* Record excerpts *
[start]

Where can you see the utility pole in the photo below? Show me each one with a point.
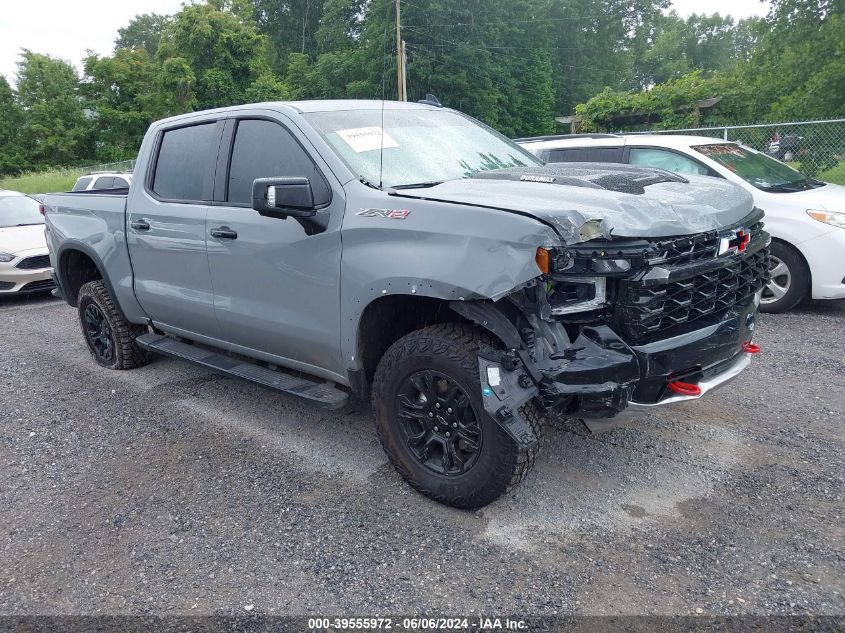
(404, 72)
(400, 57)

[end]
[start]

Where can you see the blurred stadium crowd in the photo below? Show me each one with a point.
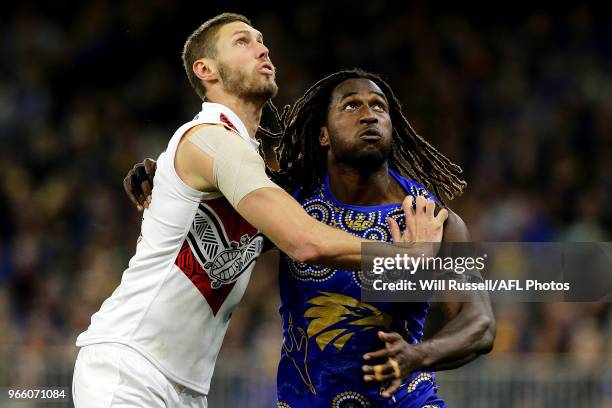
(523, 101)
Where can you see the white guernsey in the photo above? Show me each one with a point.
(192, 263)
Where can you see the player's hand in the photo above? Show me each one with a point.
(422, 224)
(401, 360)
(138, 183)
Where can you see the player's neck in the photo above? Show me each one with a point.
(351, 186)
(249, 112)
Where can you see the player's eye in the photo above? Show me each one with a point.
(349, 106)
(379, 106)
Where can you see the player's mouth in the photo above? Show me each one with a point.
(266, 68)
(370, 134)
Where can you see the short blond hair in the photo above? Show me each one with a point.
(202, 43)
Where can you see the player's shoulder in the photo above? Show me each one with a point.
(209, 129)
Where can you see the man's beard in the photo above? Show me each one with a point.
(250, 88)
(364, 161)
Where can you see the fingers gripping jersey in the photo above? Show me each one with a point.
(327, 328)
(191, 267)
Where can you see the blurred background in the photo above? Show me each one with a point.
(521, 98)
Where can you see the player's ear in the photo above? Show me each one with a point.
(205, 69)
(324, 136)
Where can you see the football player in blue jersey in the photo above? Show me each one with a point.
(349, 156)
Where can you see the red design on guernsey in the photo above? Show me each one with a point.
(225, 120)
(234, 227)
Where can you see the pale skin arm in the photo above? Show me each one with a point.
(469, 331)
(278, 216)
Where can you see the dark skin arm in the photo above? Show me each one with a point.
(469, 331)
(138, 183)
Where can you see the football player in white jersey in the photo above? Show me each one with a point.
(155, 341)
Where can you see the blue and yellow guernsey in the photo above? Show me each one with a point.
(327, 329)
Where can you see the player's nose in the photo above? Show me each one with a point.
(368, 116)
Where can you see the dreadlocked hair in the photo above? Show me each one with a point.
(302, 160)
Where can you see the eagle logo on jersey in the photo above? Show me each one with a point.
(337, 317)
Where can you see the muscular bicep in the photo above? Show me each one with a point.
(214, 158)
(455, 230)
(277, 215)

[end]
[start]

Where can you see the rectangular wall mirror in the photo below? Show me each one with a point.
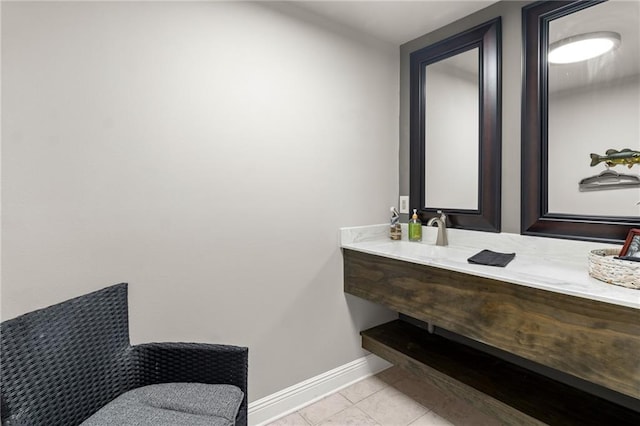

[end]

* Problem details *
Pick out every line in the data above that contains the word "jersey", and copy each of those lines.

* Exercise output *
Where can you see the fingers gripping jersey in the photo above? Show me each one with a point.
Where can you see the football player in blue jersey in the photo above? Show me each one with a point.
Where can you see the football player in white jersey in the photo above? Show me each one with a point.
Where can you see the eagle logo on jersey in the photo above? Show me each one with a point.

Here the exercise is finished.